- **Source**
● ● ● ●
Known Bobax drones listed in more DNSbls than the
BGP agile senders.
About 90-95% of the Bobax bot drones are listed
in one or more DNSBLs.

Suggests some of the spamming bots are listed more
than other techniques--that is, bots are easier to
identify than BGP-agile spammers or spammers using
other techniques.

Harvesting
tracking web-based harvesting
register domain, set up MX record
post, link to page with randomly generated email addresses

Example Phish:
a flood of email for a phishing attack for paypal.com
all to: addresses harvested in a single crawl on
 January 16th 2006
emails received from IPs different from those who
 crawl.
X-mailer headers totally diffrent.

Lessons for better spam filters:
effective spam filtering requires a btter notion of
end-host identity
distribution of spamming IP addresses is highly
skewed
detection based on network-wide, aggregate behavioru
may be more fruitful than focusing on individual IPs
large, emergent properties.

two critical pieces of the puzzle
botnet detection
securing the internet's routing infrastructure

compare distributions of spam to legitimate mail,
see if certain spaces are more likely to send spam
than legitimate mail.

Questions:
Q: Steve Bellovin, columbia university
bots from strange ASes, is tunnelling taking
place from bots to BGP speakers?
A: Not sure if there's evidence or not; some data
from  TORS??
but TORS latency may be too high.

Q: Fingerprinting to try to identify who is doing
things, see how many hosts are actually doing
this?
Many addresses being used, how many hosts
does it actually represent?
A: Not sure, haven't checked that.
● ● ● ●
- **Your instructions**
Carry on the talk notes about spamming bots and spam filtering, picking up after their last line. The listing is separate material, unrelated to the notes on spam.

- **Dataset items**
● ● ● ●
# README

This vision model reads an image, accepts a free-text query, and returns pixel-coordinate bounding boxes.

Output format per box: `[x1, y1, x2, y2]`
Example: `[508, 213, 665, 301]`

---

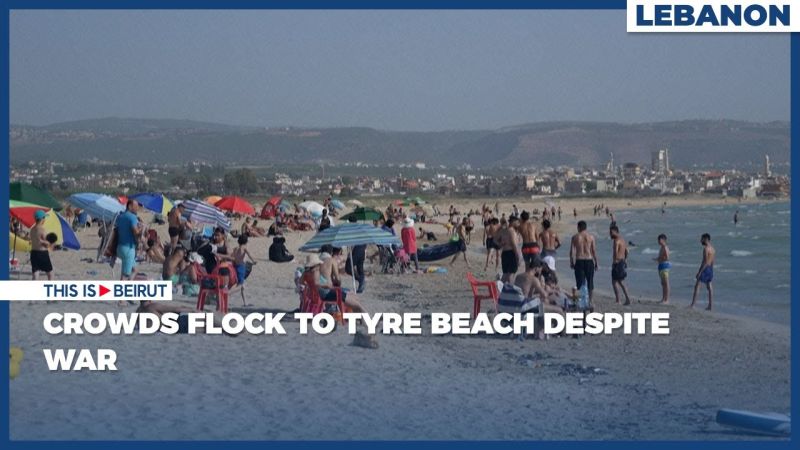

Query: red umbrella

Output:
[214, 195, 256, 216]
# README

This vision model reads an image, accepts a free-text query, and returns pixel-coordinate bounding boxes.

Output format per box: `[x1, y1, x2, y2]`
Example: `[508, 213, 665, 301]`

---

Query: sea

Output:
[558, 200, 791, 325]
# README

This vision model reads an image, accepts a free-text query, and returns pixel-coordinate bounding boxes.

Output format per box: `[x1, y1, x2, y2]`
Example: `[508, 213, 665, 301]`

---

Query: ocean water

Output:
[558, 201, 791, 325]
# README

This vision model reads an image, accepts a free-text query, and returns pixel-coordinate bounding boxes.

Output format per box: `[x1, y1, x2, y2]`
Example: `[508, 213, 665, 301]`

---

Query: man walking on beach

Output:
[30, 209, 53, 280]
[519, 210, 546, 267]
[494, 216, 522, 283]
[689, 233, 716, 311]
[569, 220, 599, 304]
[608, 225, 631, 306]
[653, 234, 672, 303]
[483, 217, 500, 271]
[539, 220, 561, 258]
[116, 200, 142, 280]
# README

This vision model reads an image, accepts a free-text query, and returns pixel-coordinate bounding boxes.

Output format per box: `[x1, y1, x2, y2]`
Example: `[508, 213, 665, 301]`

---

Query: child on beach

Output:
[653, 233, 672, 303]
[231, 235, 256, 304]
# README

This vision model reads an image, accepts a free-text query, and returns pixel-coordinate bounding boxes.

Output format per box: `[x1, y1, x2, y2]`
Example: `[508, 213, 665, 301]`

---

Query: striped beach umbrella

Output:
[214, 195, 256, 216]
[181, 200, 231, 231]
[128, 192, 173, 216]
[67, 192, 125, 222]
[300, 223, 401, 251]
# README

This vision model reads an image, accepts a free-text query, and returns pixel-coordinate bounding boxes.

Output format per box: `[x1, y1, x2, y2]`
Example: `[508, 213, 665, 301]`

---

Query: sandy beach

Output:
[10, 197, 791, 440]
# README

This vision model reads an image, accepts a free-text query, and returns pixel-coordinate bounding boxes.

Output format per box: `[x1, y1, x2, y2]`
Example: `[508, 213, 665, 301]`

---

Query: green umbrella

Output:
● ● ● ●
- **Answer to the task**
Haven't checked on aliasing, since not much
was seen from a single IP.
NAT'ing?
What about hosts hopping? (same host using multiple
IPs?)
Not sure, they didn't do that correlation.

Q: Randy Bush, IIJ, they did do OS fingerprinting,
so some of that are in the paper.
didn't do anything with the traceroutes, though.

Q: Matt asks what the difference between the two
domains was; was one of them a recognizable word
or name, or were they both random character strings?
A: they were both random character strings, but one
of them had been used to host a real website for a
while, which might explain why it gets such a huge
volume of spam compared to the other.
Q: Matt points out that for some networks, receiving
spam is actually a good thing, as it helps balance
out traffic ratios, which helps during peering
negotiations.

Q: Randy Bush, IIJ, responding to Matt about traffic
ratios: only those backbones who are on ADSL should
they care which way traffic goes.  :P

Curious to work with large networks, see if filters
could be installed to detect it, and possibly take
action.